> _Excerpt provided_:
──────
Serious white critics ignored him, less serious ones compared his poetry to Cassius Clay doggerel, and
most black critics only grudgingly admired him. Some, like James Baldwin, were downright malicious
about his poetic achievement. But long after Baldwin and the rest of us are gone, I suspect Hughes'
poetry will be blatantly around growing in stature until it is recognized for its genius. Hughes' tragedy
was double-edged: he was unashamedly black at a time when blackness was demode, and he didn't go
much beyond one of his earliest themes, black is beautiful. He had the wit and intelligence to explore
the black human condition in a variety of depths, but his tastes and selectivity were not always
accurate, and pressures to survive as a black writer in a white society (and it was a miracle that he did
for so long) extracted an enormous creative toll."
Nevertheless, Hughes, more than any other black poet or writer, recorded faithfully the nuances of
black life and its frustrations. Although Hughes had trouble with both black and white critics, he was
the first black American to earn his living solely from his writing and public lectures. Part of the reason
he was able to do this was the phenomenal acceptance and love he received from average black people.
A reviewer for Black World noted in 1970: "Those whose prerogative it is to determine the rank of
writers have never rated him highly, but if the weight of public response is any gauge then Langston
Hughes stands at the apex of literary relevance among Black people. The poet occupies such a position
in the memory of his people precisely because he recognized that 'we possess within ourselves a great
reservoir of physical and spiritual strength,' and because he used his artistry to reflect this back to the
people. He used his poetry and prose to illustrate that 'there is no lack within the Negro people of
beauty, strength and power,' and he chose to do so on their own level, on their own terms."
──────
> _Dataset rows_:
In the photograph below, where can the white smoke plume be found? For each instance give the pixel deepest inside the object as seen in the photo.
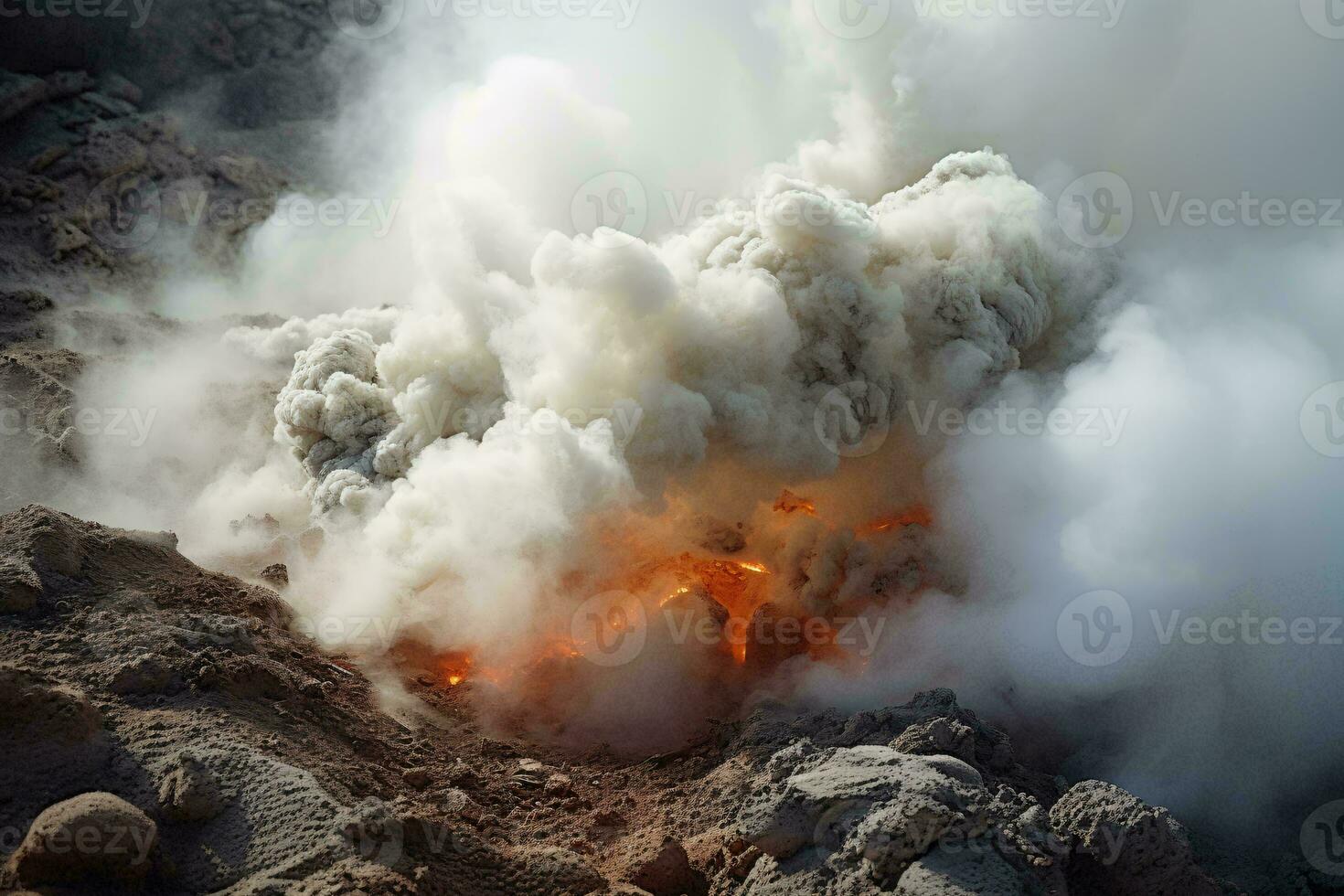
(469, 407)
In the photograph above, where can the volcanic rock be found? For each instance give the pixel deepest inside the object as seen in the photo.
(659, 864)
(190, 790)
(1124, 847)
(86, 840)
──────
> _Tasks to complete_:
A. In the passage on Langston Hughes, what was he the first black American to do?
B. Reproduce all the rows about the white smoke plume and the volcanic rock, including every coordinate line, word for word. Leave the picture out.
The Langston Hughes passage and the rows have nothing to do with each other.

> _Results of the exercise_:
A. He was the first black American to earn his living solely from his writing and public lectures.

B.
In the photograph below, where can the white smoke plume be found? For each instance give the pixel deepest inside the object as seen in the photo.
(469, 407)
In the photograph above, where can the volcanic rock be found? For each instance give the pixel deepest inside the object as seen in the photo.
(659, 864)
(190, 790)
(1124, 847)
(86, 840)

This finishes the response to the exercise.